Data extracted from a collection

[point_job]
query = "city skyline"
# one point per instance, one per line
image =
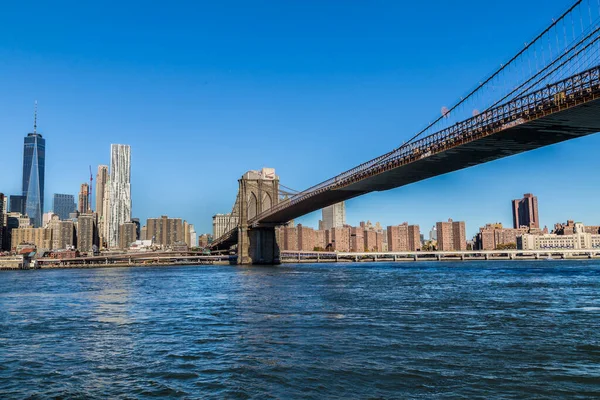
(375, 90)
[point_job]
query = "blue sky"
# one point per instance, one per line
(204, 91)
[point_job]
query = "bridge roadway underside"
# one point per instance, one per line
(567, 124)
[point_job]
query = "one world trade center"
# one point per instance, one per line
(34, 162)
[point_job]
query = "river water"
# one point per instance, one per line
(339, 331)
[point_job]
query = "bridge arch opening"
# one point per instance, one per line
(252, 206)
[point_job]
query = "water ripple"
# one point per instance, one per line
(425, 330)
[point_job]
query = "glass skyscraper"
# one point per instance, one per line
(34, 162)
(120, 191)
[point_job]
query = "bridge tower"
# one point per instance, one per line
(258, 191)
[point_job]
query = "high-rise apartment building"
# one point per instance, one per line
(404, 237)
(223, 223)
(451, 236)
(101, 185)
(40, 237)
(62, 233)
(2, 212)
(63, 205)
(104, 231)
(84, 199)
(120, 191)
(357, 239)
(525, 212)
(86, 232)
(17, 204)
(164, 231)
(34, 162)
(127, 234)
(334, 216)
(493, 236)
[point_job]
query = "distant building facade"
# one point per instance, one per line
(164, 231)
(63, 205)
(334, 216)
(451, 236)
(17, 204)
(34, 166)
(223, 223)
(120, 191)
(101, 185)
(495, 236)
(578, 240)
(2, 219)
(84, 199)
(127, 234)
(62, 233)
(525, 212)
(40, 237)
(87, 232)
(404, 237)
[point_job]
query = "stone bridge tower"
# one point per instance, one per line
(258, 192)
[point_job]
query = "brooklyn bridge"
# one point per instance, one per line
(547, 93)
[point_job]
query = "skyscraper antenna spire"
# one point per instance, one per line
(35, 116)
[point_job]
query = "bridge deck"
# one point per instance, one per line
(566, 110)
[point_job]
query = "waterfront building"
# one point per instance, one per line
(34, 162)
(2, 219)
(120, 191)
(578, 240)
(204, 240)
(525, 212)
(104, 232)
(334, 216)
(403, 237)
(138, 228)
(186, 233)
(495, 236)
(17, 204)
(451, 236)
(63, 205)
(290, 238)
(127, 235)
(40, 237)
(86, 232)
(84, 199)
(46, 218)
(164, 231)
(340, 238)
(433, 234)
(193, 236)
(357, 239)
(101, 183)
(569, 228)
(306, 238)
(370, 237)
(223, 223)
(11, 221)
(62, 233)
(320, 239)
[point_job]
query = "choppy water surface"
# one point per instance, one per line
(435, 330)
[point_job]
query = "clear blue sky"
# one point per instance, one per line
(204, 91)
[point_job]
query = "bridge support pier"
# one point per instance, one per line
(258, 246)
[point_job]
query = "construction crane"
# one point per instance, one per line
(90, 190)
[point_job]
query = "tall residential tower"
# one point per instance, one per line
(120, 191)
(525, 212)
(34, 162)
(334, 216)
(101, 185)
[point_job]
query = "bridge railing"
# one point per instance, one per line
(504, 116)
---
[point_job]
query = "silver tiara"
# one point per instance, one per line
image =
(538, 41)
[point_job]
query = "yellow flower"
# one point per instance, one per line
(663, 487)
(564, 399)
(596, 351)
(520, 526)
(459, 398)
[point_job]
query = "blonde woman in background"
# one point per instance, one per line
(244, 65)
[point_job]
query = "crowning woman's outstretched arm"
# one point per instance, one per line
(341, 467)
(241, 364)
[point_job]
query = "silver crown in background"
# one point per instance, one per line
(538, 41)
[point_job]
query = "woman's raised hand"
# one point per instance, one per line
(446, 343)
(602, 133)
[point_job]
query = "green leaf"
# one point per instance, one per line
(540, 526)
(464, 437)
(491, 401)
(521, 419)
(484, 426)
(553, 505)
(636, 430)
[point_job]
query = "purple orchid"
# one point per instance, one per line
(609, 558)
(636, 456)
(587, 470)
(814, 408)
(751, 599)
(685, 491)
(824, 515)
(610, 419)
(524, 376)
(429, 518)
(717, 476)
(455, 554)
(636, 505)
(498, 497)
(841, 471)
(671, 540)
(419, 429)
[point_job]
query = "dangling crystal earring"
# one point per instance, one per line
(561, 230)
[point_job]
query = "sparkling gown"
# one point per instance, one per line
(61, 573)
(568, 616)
* * *
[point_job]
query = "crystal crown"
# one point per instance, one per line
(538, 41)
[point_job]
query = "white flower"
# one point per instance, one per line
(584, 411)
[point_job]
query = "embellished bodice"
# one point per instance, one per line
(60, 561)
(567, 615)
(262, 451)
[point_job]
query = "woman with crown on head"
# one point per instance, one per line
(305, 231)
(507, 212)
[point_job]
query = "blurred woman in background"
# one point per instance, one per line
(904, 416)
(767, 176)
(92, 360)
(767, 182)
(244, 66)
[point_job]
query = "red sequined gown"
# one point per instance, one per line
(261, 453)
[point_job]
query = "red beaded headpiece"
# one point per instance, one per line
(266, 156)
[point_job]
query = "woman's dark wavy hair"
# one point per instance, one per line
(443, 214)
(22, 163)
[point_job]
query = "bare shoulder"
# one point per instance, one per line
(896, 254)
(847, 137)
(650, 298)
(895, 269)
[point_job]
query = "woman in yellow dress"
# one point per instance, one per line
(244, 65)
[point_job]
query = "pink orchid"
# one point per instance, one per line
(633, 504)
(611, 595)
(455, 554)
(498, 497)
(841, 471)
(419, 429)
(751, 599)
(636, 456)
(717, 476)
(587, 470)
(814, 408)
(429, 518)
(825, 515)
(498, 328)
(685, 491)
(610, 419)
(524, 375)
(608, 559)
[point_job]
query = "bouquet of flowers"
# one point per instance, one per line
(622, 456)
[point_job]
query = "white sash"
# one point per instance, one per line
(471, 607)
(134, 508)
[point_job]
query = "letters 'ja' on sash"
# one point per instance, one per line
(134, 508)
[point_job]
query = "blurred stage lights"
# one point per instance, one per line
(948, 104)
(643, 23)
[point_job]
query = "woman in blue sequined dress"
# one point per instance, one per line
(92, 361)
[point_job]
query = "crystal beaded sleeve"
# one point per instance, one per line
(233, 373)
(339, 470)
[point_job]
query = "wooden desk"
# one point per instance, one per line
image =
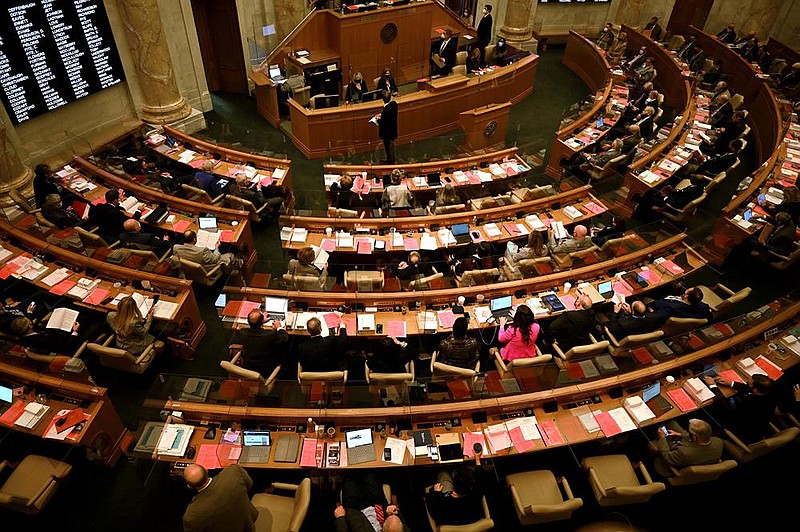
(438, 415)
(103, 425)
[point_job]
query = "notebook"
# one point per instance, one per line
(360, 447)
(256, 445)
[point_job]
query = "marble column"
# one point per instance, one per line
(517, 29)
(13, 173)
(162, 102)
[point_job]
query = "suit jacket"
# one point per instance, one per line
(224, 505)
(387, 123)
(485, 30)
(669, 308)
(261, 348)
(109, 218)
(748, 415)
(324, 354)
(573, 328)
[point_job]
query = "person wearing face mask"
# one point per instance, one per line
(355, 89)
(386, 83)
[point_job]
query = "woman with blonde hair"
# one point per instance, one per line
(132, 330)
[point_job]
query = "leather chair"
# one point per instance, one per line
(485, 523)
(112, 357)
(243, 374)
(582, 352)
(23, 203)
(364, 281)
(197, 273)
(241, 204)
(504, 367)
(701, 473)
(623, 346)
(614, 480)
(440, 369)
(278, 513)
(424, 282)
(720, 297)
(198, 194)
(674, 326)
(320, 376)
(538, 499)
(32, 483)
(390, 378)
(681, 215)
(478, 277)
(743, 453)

Your assignment:
Within the data above, pick out all lines holding the word "white".

Solution to the exercise:
query = "white flower"
query = "white sash"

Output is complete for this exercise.